-- Items stored from a collection --

============

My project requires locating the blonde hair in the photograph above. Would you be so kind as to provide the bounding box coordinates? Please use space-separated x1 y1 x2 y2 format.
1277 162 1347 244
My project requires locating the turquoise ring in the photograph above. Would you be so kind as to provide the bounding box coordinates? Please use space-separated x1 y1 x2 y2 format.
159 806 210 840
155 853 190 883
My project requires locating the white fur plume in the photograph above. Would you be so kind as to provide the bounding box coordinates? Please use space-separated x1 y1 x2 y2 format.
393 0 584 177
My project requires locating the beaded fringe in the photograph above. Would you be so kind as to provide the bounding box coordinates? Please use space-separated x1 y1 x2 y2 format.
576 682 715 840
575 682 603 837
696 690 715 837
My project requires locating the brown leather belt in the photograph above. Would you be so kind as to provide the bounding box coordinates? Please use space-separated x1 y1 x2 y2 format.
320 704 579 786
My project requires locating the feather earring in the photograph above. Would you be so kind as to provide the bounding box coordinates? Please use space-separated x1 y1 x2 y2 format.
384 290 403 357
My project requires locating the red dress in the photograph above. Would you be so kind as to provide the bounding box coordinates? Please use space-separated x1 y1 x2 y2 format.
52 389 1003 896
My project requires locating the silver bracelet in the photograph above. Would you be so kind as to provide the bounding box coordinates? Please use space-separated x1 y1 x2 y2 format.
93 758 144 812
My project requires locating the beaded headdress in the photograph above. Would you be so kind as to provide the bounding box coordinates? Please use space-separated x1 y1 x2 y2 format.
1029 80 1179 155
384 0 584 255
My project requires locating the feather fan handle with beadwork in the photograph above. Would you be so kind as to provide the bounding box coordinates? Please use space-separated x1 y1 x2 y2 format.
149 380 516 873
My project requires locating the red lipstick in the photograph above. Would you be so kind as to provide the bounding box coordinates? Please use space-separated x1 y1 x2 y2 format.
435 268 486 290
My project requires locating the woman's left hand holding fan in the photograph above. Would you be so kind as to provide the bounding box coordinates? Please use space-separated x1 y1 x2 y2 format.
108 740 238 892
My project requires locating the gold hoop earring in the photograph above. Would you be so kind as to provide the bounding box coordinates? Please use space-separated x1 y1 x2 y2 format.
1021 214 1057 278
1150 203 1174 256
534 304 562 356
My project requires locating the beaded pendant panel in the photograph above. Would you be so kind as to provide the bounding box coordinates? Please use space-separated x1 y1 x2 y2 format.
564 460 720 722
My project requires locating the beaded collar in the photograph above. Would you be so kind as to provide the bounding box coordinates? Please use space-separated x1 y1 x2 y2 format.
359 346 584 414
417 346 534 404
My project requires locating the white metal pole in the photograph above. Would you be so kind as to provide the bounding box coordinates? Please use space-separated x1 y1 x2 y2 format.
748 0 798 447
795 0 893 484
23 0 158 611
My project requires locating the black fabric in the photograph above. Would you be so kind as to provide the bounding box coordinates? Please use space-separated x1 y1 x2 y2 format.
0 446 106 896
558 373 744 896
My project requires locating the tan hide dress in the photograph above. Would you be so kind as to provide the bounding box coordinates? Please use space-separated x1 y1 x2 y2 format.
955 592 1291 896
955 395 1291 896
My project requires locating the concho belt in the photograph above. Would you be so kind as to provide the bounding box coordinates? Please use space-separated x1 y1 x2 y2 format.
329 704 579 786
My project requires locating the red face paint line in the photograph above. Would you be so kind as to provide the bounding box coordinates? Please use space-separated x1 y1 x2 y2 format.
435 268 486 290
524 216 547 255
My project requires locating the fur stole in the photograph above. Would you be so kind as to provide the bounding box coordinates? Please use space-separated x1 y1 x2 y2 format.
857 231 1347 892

============

-- Given instruction --
Copy out the entire listing above, keeping every line word for word.

-- Task answer --
My project requires locating the blonde hair in the photograph above. Would you be so kind as to provide the bounding box coordinates? Please use space-separated x1 y1 x2 y2 format.
1277 162 1347 244
My project requires locating the turquoise ring in the photograph above. Would you be so kind as to provide the bounding box coordinates? Please use space-separated x1 y1 x2 y2 format.
159 806 210 840
155 853 190 883
My project requires locating the white fur plume in the photograph above. Would you be so kind as to provide the bounding box coordinates? Please use space-separated x1 y1 x2 y2 format.
393 0 584 177
My project requires locating the beaded fringe in the photograph above. Would you be so kind as to provide the bounding box coordinates? Please use space-separated x1 y1 x2 y2 format.
576 682 715 840
575 682 603 837
696 690 715 837
My project requires locating the brown leather belt in the photograph above. Would you be so kind as to provide the bounding box coordinates? Please use space-separated x1 y1 x2 y2 format.
320 704 579 786
My project requires locating the feather earring in the photograph above. Would you be so kind as to provide the bounding box coordinates? Please use space-separated x1 y1 x2 y2 format.
384 290 403 357
My project requires locating the red dress in the photograph above. Would you be so kind as to provide the bounding box coordinates? Please use space-separated x1 y1 x2 y2 format.
52 389 1003 896
My project requires locating the silver bracelet in the photograph above. Would you be so kind as to provide the bounding box coordinates? Please use space-separated x1 y1 x2 y2 format.
93 758 144 812
My project requires locating the beaded headdress in the photograph above. Would you be so kind as to provide the bounding box coordinates? Please use space-separated x1 y1 x2 y2 format.
1029 80 1179 155
384 0 584 255
My project requires locating the feather fan handle with beadwork in the photograph above. Would you be so kind as to provide the bounding box coordinates? Please use space-separated x1 y1 x2 y2 format.
149 380 516 873
My project requires locating the red lipstick in the photograph above. Would you be so kind as to provide the bounding box coordinates? Please use space-separated x1 y1 x2 y2 format.
435 268 486 290
My project requires locating the woman's left hand holding fan in the photograph above. Would you be so kind as to provide the bounding box coordinates? Please use space-separated x1 y1 x2 y2 format.
108 740 238 892
My project requires locating the gold hoop earring in the photograph above. Would you be so kind as to provide the bounding box coordinates? Please use space-separated x1 y1 x2 y2 format.
1021 214 1057 278
1150 203 1174 256
534 304 562 356
My project requires locating the beaded pendant panel in the photograph above. Would you be so kind as to provide the bounding box coordinates? Please use space-separated x1 y1 x2 y2 format.
564 460 720 722
My project requires locating the beaded collar in the photograph above. Would you be so kind as to provide the bounding box coordinates? Please use space-separated x1 y1 x2 y2 format.
359 346 584 414
417 346 534 404
My project requires locating the white metal pole in the photograph above. Would you be so kind as to provide the bounding box coordinates? Please use space-separated x1 y1 x2 y2 format.
748 0 798 447
795 0 893 484
23 0 158 611
My project requires locating the black fabric in the photograph above. Would you be so kind as to provide the bounding box coordinates? Please use space-separated x1 y1 x2 y2 format.
0 446 106 896
558 373 744 896
My project requires locating the tan hide dress in the photograph above. Would you be so kind as to provide the bounding box coordinates? Please use space-separated x1 y1 x2 y2 format.
955 592 1291 896
955 395 1291 896
My project requires locating the concho belt in the photograph above. Would you be so kind as to provide the bounding box coordinates? Please use space-separated x1 y1 x2 y2 format.
329 704 579 786
My project requires locating the red face paint line in the photograph above. Would you be so kind as to provide the bounding box coordinates? Please use space-separated x1 y1 x2 y2 format.
435 268 486 290
524 216 547 255
My project requires locating the fur stole in the photograph above. Would you be so kind as to provide the bounding box coordinates? Please use space-separated x1 y1 x2 y2 format.
857 231 1347 892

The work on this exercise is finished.